> **Texto extraído**:
»»

Conselheiros. Não preciso, a menos que a dona Amélia adoeça e haja que passar a ferro os edredões.
Viagens ao exterior. Nisto tenciono poupar bastante ao erário público. O prof. Marcelo fez 131 viagens oficiais a 55 países, ou cerca de 15 passeios anuais. O estilo vida airada não me cai bem. Descontada Espanha, que é pertinho e me serve o ocasional jantar, só me disponho a uma saída (prolongada: digamos três semanas) a cada seis meses, invariavelmente aos Estados Unidos, sem formalidades, sem “agenda” e sem comitiva de políticos, empresários e pechisbeques da “cultura”. Era o que faltava.
Viagens ao interior. No interior estou eu com frequência, e não me apetece cirandar pela portugalidade profunda ou superficial a contemplar rotundas, a inaugurar “certames”, a tirar “selfies” com transeuntes atordoados e a decretar que somos “os melhores dos melhores” em tudo e inúmeros pares de botas. Para despachar a coisa, informo que somos os melhores dos melhores em tripas à moda do Porto, pezinhos de coentrada, ovos moles de Aveiro e, claro, Amália Rodrigues. Se me lembrar de mais, do que duvido, di-lo-ei na altura devida.
Recepções e audiências. Visitas de dignitários estrangeiros? Salvo excepções, que divulgarei em breve, que não ultrapassarão o singular dígito e que incluem Javier Milei, não atendo ninguém. Dado o panorama internacional, a probabilidade de aturar patetas ou pior é elevadíssima. Quanto a delegações nacionais, de sindicalistas, deputados, “personalidades” avulsas e treinadores da bola que conquistaram uma taça no Dubai, podem enviar e-mail que um dia, se me der jeito, não respondo.
Comendas. Julgo que não resta uma alminha em Portugal sem um penduricalho atribuído pelos sucessivos presidentes, donde a questão não se põe.
Comemorações. O 25 de Abril, o 10 de Junho e o 5 de Outubro são efemérides lindas. Por azar, são datas em que estarei ocupado a não receber homólogos uruguaios ou a não participar no aniversário da Casa do Benfica em Carcassonne.

««

> **Instrução da tarefa**: Retome o texto sobre o cargo presidencial a partir da última frase apresentada, seguindo o mesmo formato de tópicos.

> **Dados apresentados**:
»»

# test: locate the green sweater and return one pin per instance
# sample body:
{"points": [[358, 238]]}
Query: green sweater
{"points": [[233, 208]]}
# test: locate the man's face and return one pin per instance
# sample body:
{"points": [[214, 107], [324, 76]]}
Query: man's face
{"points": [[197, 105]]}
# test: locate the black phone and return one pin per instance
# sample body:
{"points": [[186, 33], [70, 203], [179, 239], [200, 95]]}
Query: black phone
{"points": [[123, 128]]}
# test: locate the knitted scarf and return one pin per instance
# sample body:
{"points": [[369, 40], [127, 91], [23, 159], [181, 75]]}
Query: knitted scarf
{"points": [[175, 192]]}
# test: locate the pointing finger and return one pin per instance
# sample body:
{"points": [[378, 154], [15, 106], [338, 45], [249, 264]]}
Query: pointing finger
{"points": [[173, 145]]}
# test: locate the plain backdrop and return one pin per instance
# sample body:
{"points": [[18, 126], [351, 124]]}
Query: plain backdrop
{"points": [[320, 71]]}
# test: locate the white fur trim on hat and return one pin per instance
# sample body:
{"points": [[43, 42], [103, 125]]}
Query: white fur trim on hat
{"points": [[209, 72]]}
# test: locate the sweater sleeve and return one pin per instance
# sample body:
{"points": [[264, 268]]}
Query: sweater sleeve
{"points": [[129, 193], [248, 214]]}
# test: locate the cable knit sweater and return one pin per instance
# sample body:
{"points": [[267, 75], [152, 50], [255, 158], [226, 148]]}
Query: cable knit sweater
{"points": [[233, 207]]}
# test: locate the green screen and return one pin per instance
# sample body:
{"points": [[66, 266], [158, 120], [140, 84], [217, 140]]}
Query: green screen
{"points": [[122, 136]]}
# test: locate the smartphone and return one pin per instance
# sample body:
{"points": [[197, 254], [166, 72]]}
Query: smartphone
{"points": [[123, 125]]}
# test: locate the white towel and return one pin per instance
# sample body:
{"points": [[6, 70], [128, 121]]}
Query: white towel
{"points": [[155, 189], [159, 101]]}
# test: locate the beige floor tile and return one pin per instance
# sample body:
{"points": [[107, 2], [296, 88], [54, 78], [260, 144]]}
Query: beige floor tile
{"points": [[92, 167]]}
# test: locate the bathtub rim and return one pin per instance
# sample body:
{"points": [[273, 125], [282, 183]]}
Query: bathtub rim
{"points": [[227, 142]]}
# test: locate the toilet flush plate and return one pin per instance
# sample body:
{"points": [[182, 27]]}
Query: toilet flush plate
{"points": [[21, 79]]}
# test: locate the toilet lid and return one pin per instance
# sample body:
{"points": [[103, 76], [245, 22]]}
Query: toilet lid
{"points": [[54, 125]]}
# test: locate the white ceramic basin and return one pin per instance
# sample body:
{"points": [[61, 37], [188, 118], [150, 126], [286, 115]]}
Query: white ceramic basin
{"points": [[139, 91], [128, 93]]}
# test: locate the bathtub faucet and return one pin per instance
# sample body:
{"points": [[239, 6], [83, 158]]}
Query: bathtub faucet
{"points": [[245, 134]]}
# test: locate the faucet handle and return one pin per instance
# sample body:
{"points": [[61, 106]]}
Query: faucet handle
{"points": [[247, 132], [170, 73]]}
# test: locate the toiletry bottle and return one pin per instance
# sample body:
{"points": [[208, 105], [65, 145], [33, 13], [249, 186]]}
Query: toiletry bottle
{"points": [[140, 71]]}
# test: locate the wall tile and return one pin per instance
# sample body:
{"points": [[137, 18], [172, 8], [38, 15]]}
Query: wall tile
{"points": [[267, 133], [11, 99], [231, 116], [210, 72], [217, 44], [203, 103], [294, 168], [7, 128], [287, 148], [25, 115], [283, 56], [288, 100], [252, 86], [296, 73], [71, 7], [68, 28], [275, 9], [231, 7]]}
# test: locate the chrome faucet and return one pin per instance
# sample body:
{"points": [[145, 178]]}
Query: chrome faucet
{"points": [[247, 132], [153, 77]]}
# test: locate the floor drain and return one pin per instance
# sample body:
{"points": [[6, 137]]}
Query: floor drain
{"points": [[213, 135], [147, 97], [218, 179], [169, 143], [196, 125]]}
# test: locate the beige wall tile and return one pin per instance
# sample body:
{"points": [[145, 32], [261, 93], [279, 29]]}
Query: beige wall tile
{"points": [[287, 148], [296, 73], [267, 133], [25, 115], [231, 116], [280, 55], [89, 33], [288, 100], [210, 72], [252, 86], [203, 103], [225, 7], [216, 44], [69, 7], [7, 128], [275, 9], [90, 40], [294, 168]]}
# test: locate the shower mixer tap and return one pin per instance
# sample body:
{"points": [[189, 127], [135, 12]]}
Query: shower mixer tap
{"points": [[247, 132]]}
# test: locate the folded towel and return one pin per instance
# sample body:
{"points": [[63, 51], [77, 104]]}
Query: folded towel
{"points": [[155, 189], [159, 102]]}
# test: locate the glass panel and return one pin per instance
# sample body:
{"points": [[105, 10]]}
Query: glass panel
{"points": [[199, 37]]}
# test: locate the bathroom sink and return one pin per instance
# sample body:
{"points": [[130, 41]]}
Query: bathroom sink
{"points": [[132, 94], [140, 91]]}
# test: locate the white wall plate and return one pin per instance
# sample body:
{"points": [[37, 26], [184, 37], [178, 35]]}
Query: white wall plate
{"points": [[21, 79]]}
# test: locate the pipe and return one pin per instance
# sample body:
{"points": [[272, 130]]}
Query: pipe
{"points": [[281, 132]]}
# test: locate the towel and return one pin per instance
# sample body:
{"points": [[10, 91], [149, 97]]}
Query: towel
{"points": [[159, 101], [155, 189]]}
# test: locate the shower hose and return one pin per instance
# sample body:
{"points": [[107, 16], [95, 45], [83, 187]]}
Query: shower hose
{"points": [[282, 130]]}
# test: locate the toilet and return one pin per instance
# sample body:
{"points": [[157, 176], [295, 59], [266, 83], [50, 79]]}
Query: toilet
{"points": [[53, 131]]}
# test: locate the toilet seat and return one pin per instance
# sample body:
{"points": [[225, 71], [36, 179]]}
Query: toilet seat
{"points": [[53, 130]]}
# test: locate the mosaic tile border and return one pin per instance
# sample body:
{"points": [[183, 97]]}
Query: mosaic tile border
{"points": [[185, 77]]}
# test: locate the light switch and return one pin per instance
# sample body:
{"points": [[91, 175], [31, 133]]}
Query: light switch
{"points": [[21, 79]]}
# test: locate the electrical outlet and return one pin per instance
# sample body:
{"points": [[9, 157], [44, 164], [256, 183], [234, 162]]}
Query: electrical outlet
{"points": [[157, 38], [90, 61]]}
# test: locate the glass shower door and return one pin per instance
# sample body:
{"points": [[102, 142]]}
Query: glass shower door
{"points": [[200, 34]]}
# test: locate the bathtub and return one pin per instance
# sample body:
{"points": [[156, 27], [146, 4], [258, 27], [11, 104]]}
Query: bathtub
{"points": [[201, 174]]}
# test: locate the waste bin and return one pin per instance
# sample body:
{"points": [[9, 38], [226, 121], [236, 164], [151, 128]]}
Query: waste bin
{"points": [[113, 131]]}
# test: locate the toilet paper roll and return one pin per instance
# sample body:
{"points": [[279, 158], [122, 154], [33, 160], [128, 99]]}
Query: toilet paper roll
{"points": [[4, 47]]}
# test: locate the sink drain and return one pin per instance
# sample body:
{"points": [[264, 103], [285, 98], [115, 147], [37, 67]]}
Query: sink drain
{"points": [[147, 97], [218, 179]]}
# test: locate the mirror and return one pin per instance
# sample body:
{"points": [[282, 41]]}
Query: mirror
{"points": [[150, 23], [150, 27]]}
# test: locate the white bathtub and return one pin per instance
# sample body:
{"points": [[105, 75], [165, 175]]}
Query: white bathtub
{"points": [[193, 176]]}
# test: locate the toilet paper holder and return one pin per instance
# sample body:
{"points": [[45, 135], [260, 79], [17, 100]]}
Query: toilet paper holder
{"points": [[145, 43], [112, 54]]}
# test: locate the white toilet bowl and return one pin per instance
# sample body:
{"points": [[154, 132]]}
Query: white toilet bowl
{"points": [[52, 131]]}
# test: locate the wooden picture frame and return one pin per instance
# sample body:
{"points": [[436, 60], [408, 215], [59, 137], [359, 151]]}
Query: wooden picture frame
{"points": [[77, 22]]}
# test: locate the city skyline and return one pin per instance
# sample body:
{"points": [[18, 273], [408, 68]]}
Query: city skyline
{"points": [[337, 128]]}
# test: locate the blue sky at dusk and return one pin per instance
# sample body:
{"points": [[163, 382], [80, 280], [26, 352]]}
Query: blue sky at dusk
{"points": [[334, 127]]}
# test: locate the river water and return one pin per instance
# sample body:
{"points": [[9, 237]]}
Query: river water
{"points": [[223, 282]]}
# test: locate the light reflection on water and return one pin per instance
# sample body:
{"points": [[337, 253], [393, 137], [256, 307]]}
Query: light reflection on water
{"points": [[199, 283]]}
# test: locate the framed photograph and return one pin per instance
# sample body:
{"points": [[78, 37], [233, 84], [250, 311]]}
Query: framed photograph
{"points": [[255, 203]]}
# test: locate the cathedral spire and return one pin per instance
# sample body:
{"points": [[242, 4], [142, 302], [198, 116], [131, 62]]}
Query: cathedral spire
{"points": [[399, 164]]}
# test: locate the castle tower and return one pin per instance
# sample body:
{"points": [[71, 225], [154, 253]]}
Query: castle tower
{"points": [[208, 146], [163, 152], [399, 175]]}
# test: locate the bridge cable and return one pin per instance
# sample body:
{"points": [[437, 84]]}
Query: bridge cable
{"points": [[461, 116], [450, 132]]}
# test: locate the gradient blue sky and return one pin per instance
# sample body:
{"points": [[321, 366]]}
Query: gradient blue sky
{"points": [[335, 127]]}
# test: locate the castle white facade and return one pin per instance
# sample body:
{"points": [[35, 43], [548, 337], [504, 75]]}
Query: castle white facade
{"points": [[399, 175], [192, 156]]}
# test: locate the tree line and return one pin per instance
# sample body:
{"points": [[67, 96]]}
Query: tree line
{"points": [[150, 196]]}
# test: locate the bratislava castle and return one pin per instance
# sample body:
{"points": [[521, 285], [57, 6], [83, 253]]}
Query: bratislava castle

««

> **Resultado esperado**:
Estilo. Numa curiosa interpretação das obrigações constitucionais, o prof. Marcelo passou 36% dos mandatos a despir-se e a vestir-se em praias repletas de repórteres televisivos. Dado que não vou a praias, e principalmente a praias em que a temperatura do mar se encontre abaixo dos 25 graus, o risco de ser filmado em pelota é reduzido. Prometo igualmente não dançar à frente ou atrás das câmaras, não roubar batatas fritas em restaurantes, não abraçar inocentes, não fingir que sei assentar calçada e não aparecer em todos os “casos” a exigir, com a menor convicção possível, que “se apurem responsabilidades”, “até às últimas consequências” e “doa a quem doer”.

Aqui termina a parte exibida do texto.